C# generics：如何将当前类的类型作为参数传递

Question

I would like to

1. Move my OnModelCreating to the base class and
2. Call modelBuilder.Entity<T> without explicitly specifying the T. I would just like to say, the 'current class' (meaning in this example UserType as it is UserType on which the index needs creating)

public class BaseLookupEntity : BaseEntity
{
    [Key()]
    [DatabaseGenerated(DatabaseGeneratedOption.None)]
    public override int Id { get; set; }

    //...

}

public class UserType: BaseLookupEntity
{
    internal static void OnModelCreating(ModelBuilder modelBuilder)
    {
        // unique 
        modelBuilder.Entity<UserType>()
            .HasIndex(c => c.Enum)
            .IsUnique();
    }

}

Answer 1

class someBaseClass
{
    public void Foo<TInferrConcreteDerivedTypeCallingThisMethodHere>()
}

No, thats not possible, and if you understand how generics works you'd see why. Generic types are not resolved at runtime (excluding dynamic and reflection scenarios), all generic type parameters are resolved at compile time. Therefore, there is no way the compiler can know what the real type of TInferrConcreteDerivedTypeCallingThisMethodHere is from within SomeBaseClass without running the code.

Inheritance is a red herring here, the same issue arises with the classical example of statically unknown types:

void Foo<T>(T t) { ... }

object o = GetSomeRuntimeObjectIDontKnowTheTypeOf();
Foo(o); T is inferred

Can you guess what T is inferred to? You can narrow it down to two options: Foo<RuntimeTypeOfUnkownObject> or Foo<object> ? If you have doubts, run it and figure it out.

----------

**Objective**
Answer these about the C# generics thread above:
(a) In the code in the question, which class does UserType inherit from?
(b) According to Answer 1, when are all generic type parameters resolved?
(c) What does Answer 1 call inheritance in this case?

**Stored data**

----------

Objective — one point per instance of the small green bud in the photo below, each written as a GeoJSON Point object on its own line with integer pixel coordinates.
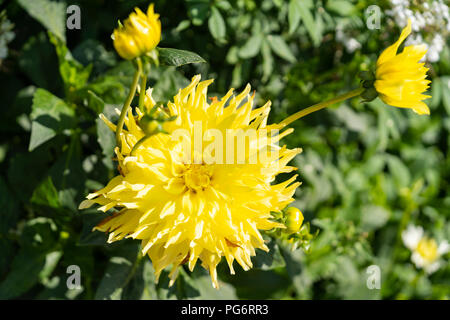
{"type": "Point", "coordinates": [294, 220]}
{"type": "Point", "coordinates": [149, 125]}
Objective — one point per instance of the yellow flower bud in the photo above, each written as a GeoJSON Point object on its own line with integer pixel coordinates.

----------

**Written solution**
(a) BaseLookupEntity
(b) At compile time, apart from dynamic and reflection cases
(c) A red herring